Records for this exercise =
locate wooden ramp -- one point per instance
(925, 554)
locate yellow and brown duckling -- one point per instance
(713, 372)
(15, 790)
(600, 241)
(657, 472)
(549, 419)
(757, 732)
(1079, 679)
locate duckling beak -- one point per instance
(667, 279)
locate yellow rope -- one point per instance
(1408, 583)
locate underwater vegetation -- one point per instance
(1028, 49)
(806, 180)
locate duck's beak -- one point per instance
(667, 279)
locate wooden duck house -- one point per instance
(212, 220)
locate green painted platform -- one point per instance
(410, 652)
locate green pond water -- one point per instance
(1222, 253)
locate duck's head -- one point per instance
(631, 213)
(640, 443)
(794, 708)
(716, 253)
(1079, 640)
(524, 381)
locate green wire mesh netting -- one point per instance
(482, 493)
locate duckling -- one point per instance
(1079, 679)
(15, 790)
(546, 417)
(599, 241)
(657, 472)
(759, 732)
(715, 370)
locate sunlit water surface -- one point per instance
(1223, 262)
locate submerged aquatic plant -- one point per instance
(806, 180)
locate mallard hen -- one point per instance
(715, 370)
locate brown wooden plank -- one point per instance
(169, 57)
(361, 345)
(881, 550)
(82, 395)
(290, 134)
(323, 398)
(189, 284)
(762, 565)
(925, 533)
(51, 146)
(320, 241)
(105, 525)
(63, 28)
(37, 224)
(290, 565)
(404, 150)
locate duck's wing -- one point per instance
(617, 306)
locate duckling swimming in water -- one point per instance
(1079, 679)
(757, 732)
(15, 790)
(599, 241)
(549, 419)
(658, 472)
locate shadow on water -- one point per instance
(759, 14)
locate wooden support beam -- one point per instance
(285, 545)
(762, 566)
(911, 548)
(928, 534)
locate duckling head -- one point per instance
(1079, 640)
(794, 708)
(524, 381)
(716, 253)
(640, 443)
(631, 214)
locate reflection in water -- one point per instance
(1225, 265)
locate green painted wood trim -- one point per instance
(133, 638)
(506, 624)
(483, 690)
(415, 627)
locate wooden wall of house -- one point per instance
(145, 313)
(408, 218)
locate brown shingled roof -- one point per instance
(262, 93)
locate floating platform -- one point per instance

Work item = Output only the lines from the one that contains "locate mallard hen -- one point per instance" through the last line of the data above, each restated exactly.

Expected output =
locate mallard hen -- one point per instance
(715, 370)
locate brown wooden plank -- one point per instance
(169, 57)
(361, 345)
(881, 550)
(82, 395)
(290, 134)
(323, 398)
(189, 284)
(762, 565)
(925, 533)
(51, 146)
(320, 241)
(105, 525)
(63, 28)
(37, 224)
(290, 565)
(404, 150)
locate duck's wing -- one point per instance
(617, 306)
locate duckling swimming in water -- one point per instance
(1079, 679)
(757, 732)
(15, 790)
(599, 241)
(549, 419)
(658, 472)
locate shadow on water -- one point per instance
(759, 14)
locate wooden support beam -- one point per instance
(285, 545)
(762, 566)
(911, 548)
(928, 534)
locate duckling head -- one point per instance
(1079, 640)
(794, 708)
(524, 381)
(716, 253)
(640, 443)
(631, 214)
locate reflection in water -- one point per instance
(1225, 265)
locate green painted wood trim -- one point per instance
(133, 638)
(506, 624)
(483, 690)
(415, 627)
locate wooden wall of house -- one point per instance
(145, 313)
(408, 218)
locate brown shingled roof -- one point per instance
(262, 93)
locate floating platform -- one point per instance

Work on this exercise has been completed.